* Instructions for the task *
Could you copy out every line of the data where the word "brown" occurs?

[Dataset entries]
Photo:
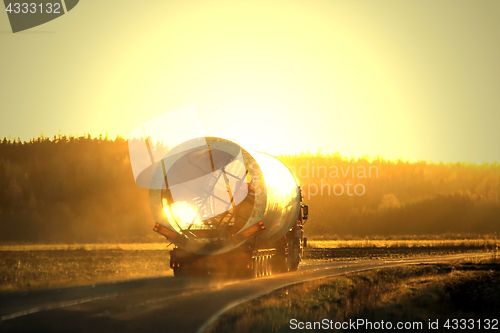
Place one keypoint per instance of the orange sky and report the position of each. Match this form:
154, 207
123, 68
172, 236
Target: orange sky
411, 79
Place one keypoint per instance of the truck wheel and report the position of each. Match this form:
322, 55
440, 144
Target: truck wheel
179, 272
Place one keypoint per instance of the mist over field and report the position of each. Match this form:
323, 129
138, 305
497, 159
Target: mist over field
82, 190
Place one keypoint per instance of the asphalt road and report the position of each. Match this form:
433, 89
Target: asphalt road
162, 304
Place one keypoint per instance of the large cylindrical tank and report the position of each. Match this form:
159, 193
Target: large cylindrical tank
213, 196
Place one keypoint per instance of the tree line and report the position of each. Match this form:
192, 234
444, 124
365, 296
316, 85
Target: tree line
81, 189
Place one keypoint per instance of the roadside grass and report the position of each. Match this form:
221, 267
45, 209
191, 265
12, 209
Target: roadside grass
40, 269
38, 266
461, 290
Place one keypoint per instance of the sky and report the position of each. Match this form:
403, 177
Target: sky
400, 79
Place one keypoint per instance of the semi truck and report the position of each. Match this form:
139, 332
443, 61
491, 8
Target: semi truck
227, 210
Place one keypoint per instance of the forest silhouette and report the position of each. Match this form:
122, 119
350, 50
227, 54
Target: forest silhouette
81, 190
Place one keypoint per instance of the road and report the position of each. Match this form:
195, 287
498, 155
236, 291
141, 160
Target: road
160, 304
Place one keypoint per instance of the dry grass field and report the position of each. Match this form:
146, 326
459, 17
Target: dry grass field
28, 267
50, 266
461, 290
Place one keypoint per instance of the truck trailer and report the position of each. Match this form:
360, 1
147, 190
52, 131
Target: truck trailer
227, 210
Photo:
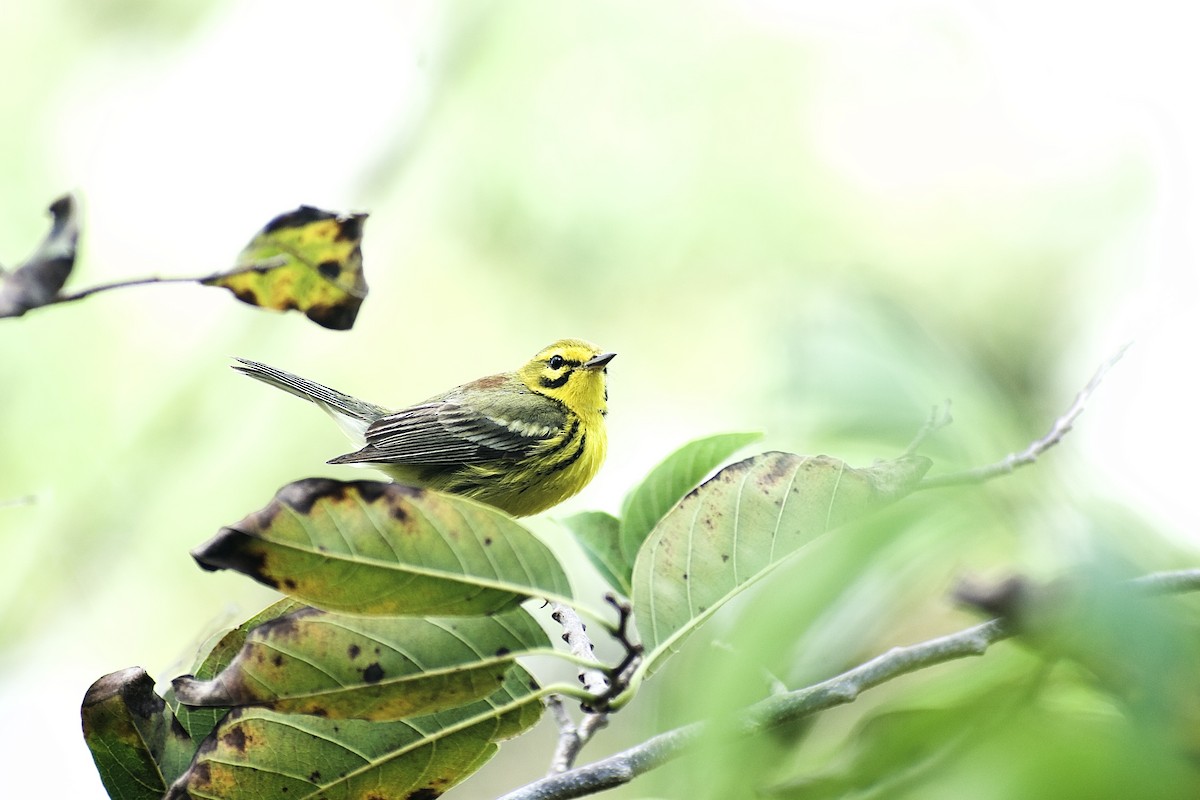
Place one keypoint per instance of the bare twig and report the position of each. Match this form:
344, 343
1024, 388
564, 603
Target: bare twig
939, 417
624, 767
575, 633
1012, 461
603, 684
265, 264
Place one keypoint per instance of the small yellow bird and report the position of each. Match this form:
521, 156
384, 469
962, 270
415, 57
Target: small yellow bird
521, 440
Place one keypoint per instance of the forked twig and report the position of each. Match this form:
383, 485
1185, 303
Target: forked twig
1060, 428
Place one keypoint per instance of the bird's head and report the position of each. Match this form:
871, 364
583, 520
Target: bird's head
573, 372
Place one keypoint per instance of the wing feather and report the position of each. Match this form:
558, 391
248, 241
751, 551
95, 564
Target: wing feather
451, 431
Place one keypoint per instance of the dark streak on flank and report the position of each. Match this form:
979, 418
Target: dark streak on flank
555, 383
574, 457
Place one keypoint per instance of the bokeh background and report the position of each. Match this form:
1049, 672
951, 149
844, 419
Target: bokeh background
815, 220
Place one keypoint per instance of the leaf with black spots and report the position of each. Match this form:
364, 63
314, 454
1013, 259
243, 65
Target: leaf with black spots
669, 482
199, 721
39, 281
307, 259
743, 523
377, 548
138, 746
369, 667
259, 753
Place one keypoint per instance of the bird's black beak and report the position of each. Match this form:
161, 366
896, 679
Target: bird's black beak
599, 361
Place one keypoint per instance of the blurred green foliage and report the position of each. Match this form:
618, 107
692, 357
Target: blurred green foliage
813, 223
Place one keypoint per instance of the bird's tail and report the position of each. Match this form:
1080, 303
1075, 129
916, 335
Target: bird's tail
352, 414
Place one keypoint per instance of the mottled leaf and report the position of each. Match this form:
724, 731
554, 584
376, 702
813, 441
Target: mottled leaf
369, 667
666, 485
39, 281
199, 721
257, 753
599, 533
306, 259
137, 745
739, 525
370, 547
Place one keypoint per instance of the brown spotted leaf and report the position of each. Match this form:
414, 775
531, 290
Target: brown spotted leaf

* Worked solution *
Place one keypoint per instance of the brown spotted leaf and report the position of each. Match this form:
Target: brown spotted leaf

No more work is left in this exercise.